DESCRIPTION DE L'EXERCICE — Extrayez des données ci-dessous toutes les lignes où figure le mot « stone ».

Éléments d'une source de données —
# # # # # # #

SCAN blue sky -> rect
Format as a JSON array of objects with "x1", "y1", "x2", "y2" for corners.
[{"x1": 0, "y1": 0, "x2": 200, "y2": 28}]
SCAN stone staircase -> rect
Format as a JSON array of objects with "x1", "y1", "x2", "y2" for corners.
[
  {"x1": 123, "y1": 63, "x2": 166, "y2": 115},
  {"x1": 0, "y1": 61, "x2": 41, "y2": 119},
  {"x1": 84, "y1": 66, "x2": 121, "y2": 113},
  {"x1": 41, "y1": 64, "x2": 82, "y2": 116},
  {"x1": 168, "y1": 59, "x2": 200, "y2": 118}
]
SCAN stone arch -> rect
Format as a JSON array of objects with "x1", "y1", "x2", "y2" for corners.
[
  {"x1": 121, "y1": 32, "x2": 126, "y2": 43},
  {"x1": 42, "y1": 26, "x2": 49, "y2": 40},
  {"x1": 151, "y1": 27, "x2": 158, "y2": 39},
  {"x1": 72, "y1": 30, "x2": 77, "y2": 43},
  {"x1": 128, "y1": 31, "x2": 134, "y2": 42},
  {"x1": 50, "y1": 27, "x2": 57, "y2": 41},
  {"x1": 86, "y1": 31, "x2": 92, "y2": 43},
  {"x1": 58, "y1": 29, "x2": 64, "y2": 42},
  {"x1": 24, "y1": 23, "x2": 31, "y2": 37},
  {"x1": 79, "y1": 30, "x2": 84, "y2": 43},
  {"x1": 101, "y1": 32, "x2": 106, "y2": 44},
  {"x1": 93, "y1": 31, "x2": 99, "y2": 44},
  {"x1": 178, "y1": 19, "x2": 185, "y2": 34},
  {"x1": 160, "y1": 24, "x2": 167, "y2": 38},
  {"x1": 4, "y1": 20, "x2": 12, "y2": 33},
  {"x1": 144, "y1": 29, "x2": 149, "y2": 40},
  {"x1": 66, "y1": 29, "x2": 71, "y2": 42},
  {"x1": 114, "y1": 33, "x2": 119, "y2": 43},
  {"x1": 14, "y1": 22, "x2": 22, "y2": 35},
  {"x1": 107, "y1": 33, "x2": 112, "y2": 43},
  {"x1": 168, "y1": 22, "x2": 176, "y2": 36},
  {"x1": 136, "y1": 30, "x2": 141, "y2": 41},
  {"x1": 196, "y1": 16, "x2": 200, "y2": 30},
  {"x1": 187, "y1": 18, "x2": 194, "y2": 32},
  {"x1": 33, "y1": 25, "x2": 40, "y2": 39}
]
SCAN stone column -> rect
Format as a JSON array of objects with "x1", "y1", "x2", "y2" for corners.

# # # # # # #

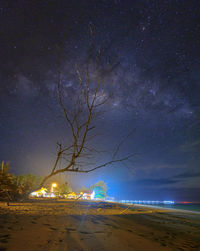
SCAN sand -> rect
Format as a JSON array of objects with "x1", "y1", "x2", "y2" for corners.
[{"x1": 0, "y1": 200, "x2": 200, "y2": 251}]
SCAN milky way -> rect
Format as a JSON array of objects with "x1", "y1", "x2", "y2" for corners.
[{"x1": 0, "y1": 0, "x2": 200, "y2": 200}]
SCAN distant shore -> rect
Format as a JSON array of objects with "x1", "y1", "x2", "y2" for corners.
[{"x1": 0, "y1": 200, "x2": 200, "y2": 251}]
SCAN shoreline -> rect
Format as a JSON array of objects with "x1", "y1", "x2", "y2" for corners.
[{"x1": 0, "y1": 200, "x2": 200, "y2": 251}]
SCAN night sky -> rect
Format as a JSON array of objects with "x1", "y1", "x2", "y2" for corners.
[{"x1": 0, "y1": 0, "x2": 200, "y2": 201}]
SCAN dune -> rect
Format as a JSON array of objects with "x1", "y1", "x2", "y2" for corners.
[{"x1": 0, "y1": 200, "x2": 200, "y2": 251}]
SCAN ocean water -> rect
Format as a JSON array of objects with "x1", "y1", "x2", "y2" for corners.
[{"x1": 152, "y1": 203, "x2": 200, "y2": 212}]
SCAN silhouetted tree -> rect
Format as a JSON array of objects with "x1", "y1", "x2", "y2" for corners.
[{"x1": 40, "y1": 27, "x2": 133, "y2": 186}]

# # # # # # #

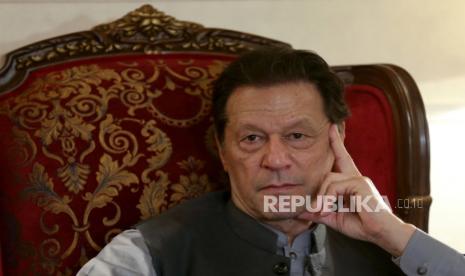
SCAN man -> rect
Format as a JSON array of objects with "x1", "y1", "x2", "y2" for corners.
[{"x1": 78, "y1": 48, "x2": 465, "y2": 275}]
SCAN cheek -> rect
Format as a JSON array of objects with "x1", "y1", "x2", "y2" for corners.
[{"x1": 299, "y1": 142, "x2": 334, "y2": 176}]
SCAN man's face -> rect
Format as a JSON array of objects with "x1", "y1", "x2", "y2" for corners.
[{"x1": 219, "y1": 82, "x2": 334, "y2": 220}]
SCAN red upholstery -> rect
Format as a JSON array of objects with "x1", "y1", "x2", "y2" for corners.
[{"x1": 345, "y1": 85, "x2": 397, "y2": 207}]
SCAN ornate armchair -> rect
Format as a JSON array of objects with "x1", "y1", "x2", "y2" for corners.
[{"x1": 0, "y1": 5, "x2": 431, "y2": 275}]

# # # # # # #

RÉPONSE —
SCAN stone staircase -> rect
SCAN stone arch -> rect
SCAN stone column -> rect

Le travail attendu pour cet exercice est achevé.